● TASK REQUIREMENTS
Show, in full, each line of the data that contains "every".

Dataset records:
#####

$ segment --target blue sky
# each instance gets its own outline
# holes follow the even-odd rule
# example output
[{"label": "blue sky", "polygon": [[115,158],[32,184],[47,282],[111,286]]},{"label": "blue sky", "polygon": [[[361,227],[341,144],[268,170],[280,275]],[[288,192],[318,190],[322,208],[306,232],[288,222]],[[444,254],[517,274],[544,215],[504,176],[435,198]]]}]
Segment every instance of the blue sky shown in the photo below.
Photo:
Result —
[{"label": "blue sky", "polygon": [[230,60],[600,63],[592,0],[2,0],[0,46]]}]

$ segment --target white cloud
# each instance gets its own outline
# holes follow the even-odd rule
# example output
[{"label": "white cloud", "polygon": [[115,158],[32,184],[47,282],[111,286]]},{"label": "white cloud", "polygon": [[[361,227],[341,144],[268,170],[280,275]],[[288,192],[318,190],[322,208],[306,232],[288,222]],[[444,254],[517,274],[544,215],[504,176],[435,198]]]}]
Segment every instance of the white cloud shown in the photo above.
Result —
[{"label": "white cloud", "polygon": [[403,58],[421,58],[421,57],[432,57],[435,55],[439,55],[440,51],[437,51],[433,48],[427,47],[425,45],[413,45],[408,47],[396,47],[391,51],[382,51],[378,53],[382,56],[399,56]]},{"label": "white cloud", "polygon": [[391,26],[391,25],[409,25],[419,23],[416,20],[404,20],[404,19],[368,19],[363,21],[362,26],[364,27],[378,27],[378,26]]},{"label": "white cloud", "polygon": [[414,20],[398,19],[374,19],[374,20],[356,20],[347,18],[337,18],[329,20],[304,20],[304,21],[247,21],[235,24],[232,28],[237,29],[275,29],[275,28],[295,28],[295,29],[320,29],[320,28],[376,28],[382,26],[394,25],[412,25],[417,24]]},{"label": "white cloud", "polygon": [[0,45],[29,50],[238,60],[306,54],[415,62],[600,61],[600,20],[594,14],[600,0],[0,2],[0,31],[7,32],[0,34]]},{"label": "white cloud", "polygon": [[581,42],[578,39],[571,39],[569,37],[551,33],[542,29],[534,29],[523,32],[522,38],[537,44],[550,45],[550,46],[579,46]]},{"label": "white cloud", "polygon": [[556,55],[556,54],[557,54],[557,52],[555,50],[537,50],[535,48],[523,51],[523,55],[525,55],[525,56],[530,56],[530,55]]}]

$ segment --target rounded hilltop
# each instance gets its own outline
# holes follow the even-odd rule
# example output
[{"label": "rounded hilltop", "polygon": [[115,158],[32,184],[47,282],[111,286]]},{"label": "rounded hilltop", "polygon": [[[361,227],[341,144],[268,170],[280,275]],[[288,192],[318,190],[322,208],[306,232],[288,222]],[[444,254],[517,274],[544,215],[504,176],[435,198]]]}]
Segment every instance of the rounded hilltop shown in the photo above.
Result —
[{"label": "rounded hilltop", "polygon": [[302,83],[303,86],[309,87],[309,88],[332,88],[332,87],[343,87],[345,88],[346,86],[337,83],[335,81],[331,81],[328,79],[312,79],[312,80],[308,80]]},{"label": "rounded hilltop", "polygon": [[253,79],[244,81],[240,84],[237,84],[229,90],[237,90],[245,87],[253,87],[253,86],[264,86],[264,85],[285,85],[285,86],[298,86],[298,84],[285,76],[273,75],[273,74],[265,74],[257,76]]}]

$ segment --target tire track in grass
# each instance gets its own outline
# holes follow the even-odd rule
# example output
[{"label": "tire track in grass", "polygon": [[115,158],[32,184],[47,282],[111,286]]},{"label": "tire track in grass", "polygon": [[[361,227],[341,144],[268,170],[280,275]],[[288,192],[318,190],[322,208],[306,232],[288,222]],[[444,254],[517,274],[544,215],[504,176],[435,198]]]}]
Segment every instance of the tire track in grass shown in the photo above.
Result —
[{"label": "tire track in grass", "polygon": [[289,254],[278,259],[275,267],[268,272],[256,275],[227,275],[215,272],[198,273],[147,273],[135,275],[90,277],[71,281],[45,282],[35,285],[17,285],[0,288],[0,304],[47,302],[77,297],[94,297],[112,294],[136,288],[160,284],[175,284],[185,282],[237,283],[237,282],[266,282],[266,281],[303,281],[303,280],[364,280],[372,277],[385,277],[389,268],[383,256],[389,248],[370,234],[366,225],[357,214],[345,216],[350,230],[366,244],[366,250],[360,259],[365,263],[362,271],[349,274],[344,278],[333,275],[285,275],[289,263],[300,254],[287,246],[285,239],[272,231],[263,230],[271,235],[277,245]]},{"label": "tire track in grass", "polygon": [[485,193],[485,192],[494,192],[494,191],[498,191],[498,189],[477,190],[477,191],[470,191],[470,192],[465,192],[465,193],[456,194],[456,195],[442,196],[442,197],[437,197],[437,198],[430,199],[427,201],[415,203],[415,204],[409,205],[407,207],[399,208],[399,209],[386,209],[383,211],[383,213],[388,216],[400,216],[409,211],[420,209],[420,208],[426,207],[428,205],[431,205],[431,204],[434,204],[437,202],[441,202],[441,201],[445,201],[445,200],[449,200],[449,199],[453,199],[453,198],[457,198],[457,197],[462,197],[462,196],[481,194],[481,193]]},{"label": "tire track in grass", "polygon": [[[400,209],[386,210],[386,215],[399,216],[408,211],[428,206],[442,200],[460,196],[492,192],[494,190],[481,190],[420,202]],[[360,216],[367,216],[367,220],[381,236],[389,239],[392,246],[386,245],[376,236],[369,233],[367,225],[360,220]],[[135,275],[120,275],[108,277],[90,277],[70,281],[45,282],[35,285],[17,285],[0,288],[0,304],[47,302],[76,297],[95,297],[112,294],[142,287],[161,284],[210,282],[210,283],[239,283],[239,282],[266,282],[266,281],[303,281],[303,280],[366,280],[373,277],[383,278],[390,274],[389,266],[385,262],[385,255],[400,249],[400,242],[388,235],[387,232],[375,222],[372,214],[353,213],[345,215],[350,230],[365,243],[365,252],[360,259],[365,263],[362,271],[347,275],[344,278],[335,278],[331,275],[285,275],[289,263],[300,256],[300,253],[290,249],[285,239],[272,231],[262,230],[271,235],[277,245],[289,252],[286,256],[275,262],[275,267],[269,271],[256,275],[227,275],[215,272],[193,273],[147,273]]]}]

#####

● EXERCISE ANSWER
Segment every instance of the blue sky shown in the photo below.
Segment every instance of the white cloud shown in the photo above.
Segment every instance of the rounded hilltop shown in the photo above.
Segment every instance of the tire track in grass shown in the photo above.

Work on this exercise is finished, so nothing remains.